▸ **Set task**
Put every line of the material below into a numbered list, leaving out blank lines. Leave the pictures out of your answer.

──────── Extracted information

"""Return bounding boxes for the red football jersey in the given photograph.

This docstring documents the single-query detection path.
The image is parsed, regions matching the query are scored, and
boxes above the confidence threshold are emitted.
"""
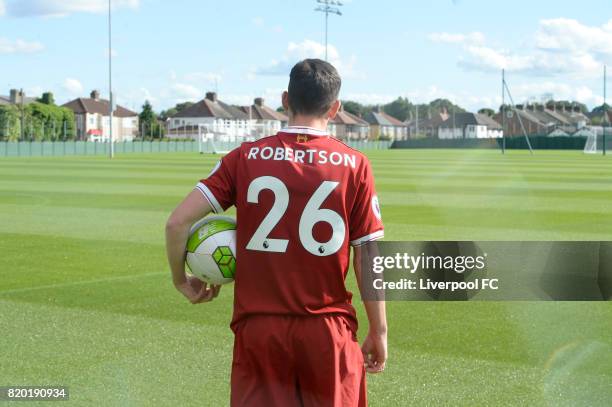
[197,127,383,332]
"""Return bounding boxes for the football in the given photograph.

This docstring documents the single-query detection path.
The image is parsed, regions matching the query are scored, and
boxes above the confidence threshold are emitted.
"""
[186,216,236,285]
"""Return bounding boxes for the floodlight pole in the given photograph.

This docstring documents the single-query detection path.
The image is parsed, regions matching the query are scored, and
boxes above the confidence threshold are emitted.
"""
[503,72,533,154]
[601,65,608,155]
[108,0,115,158]
[315,0,343,61]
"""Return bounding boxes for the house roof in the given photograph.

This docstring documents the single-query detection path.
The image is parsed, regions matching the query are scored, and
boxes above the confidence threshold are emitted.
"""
[404,113,446,128]
[62,98,138,117]
[332,109,369,126]
[172,98,249,120]
[365,111,406,127]
[238,104,289,122]
[0,95,36,105]
[440,113,501,129]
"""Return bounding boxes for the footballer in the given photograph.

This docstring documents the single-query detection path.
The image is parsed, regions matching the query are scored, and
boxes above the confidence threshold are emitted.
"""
[166,59,387,407]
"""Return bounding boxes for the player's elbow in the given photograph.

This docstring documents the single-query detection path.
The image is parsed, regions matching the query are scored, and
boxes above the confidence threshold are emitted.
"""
[166,212,186,233]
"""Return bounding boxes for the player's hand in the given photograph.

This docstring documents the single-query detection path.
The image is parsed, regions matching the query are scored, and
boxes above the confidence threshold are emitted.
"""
[361,331,387,373]
[175,276,221,304]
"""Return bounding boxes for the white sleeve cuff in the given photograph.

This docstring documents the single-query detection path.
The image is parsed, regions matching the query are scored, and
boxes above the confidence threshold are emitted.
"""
[195,182,224,213]
[351,230,385,246]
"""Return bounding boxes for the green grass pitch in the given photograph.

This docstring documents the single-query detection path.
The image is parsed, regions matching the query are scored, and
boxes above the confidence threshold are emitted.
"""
[0,150,612,406]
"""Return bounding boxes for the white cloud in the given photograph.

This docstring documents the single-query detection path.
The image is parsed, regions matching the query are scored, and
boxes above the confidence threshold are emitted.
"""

────────────────

▸ **Response below**
1. """Return bounding boxes for the red football jersey in the given photograph.
2. This docstring documents the single-query detection path.
3. The image is parsed, regions matching the query are scored, and
4. boxes above the confidence threshold are emitted.
5. """
6. [197,127,383,332]
7. """Return bounding boxes for the football in the given photograph.
8. This docstring documents the single-query detection path.
9. The image is parsed, regions matching the query are scored, and
10. boxes above the confidence threshold are emitted.
11. """
12. [186,216,236,285]
13. """Return bounding boxes for the floodlight pole in the given photograph.
14. This docstring documents the single-query detection path.
15. The image is parsed, regions matching the query are scored, and
16. boxes above the confidence threshold are emitted.
17. """
18. [503,72,533,154]
19. [601,65,608,155]
20. [108,0,115,158]
21. [315,0,343,61]
22. """Return bounding boxes for the house roof in the given photograph.
23. This docstring documents the single-query detection path.
24. The image is parsed, regions matching the query are scored, and
25. boxes above the confidence threshold are emitted.
26. """
27. [404,113,446,128]
28. [62,98,138,117]
29. [332,109,369,126]
30. [172,98,249,120]
31. [365,111,406,127]
32. [238,104,289,122]
33. [0,95,36,105]
34. [440,113,501,129]
35. """Return bounding boxes for the footballer in the given photograph.
36. This docstring documents the single-query detection path.
37. The image is parsed, regions matching the query are scored, and
38. boxes above the confidence threshold are emitted.
39. """
40. [166,59,387,407]
41. """Return bounding boxes for the player's elbow in the given photograph.
42. This docstring documents the single-query detection path.
43. The image is parsed, regions matching the query are scored, and
44. boxes above the confidence threshold are emitted.
45. """
46. [166,212,186,233]
47. """Return bounding boxes for the player's hand in the given photograph.
48. This docstring documents the single-query detection path.
49. The image is parsed, regions matching the query are scored, and
50. boxes above the confidence threshold are emitted.
51. """
52. [361,331,387,373]
53. [175,276,221,304]
54. """Return bounding boxes for the white sleeve cuff in the given photograph.
55. This docstring documents the single-query detection path.
56. The image is parsed, regions matching the query are scored, and
57. boxes above the confidence threshold are emitted.
58. """
59. [195,182,224,213]
60. [351,230,385,246]
61. """Return bounding boxes for the green grass pitch in the given photograph.
62. This docstring documents the single-query detection path.
63. The image is parsed, regions matching the query are scored, and
64. boxes above the confidence threshold are emitted.
65. """
66. [0,150,612,406]
67. """Return bounding boxes for the white cloud in the given photograph.
68. This docstring documents the single-query detection path.
69. The image is parsed, regions matching the query are scored, and
70. boxes above the confidence threshold are emitted.
71. """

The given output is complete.